**YOUR INSTRUCTIONS**
Copy out the entire passage on Marc McLaughlin's hockey career word for word, with no changes.

START PASSAGE TO READ

Marc McLaughlin (born July 26, 1999) is an American professional ice hockey center for the Providence Bruins of the American Hockey League (AHL) as a prospect for the Boston Bruins of the National Hockey League (NHL). He played NCAA hockey with the Boston College Eagles, where he was captain for his junior and senior seasons. He was a member of United States national team at the 2022 Winter Olympics.

Playing career
McLaughlin was a fairly unheralded player when he debuted for Boston College in the fall of 2018. As a freshman, he provided minimal offense for an underwhelming squad that finished the year with the program's first losing record in over 20 years. While the team improved the following year greatly, McLaughlin's offense only saw modest improvements. Unfortunately, due to the COVID-19 pandemic, the Eagles' season ended prematurely.

Banking on his ability as a defensive forward, McLaughlin was named team captain entering his junior year. While the pandemic delayed the entire college hockey circuit, McLaughlin took charge when he finally hit the ice. He finished second on the team in scoring and helped BC return to the NCAA Tournament. As a senior, McLaughlin continued to lead the way offensively; however, Boston College had another subpar season and slipped down the Hockey East standings. Regardless of the team's performance, McLaughlin was still held in high regard and was named to the United States national team after the NHL announced that it would not be sending its players to the Winter Olympics, McLaughlin went scoreless in two games while the team finished 5th out of 12 teams.

END PASSAGE TO READ
START EXTRACTED INFORMATION

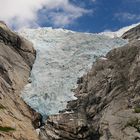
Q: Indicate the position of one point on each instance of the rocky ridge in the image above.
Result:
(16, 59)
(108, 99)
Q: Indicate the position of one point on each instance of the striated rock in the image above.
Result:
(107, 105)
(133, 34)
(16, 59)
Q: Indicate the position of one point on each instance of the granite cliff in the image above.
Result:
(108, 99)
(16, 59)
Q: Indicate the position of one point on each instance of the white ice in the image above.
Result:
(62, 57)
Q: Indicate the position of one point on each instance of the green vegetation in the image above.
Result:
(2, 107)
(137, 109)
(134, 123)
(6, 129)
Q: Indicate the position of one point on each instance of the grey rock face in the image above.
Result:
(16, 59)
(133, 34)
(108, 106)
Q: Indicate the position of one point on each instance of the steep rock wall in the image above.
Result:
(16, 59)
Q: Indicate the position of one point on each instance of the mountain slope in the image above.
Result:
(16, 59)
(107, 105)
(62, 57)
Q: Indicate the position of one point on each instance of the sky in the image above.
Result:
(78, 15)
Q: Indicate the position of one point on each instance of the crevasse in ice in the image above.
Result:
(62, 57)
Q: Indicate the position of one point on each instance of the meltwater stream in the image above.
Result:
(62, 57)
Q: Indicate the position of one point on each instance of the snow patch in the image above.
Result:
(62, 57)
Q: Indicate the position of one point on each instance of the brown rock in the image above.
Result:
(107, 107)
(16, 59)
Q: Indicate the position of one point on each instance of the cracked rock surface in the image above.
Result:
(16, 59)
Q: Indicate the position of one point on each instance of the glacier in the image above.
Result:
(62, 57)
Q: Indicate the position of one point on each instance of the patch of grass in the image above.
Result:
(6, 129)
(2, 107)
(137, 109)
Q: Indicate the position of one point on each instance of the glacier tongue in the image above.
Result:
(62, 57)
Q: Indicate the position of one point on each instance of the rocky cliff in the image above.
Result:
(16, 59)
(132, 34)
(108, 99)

END EXTRACTED INFORMATION
START EXTRACTED INFORMATION

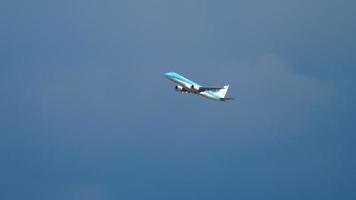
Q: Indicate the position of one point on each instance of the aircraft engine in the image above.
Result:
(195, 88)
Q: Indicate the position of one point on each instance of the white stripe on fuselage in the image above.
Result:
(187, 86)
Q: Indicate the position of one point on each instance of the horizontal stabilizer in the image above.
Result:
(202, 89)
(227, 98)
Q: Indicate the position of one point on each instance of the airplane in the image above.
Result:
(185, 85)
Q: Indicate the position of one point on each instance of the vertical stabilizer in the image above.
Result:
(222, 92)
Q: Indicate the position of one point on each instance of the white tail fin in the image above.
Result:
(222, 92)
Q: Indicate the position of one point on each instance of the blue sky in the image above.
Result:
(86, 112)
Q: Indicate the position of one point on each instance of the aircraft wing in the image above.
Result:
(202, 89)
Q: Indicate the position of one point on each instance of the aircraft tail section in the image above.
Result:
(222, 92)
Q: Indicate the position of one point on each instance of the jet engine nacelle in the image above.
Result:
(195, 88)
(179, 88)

END EXTRACTED INFORMATION
START EXTRACTED INFORMATION

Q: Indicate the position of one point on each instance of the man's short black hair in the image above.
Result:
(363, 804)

END EXTRACTED INFORMATION

**RESPONSE BOX**
Marc McLaughlin (born July 26, 1999) is an American professional ice hockey center for the Providence Bruins of the American Hockey League (AHL) as a prospect for the Boston Bruins of the National Hockey League (NHL). He played NCAA hockey with the Boston College Eagles, where he was captain for his junior and senior seasons. He was a member of United States national team at the 2022 Winter Olympics.

Playing career
McLaughlin was a fairly unheralded player when he debuted for Boston College in the fall of 2018. As a freshman, he provided minimal offense for an underwhelming squad that finished the year with the program's first losing record in over 20 years. While the team improved the following year greatly, McLaughlin's offense only saw modest improvements. Unfortunately, due to the COVID-19 pandemic, the Eagles' season ended prematurely.

Banking on his ability as a defensive forward, McLaughlin was named team captain entering his junior year. While the pandemic delayed the entire college hockey circuit, McLaughlin took charge when he finally hit the ice. He finished second on the team in scoring and helped BC return to the NCAA Tournament. As a senior, McLaughlin continued to lead the way offensively; however, Boston College had another subpar season and slipped down the Hockey East standings. Regardless of the team's performance, McLaughlin was still held in high regard and was named to the United States national team after the NHL announced that it would not be sending its players to the Winter Olympics, McLaughlin went scoreless in two games while the team finished 5th out of 12 teams.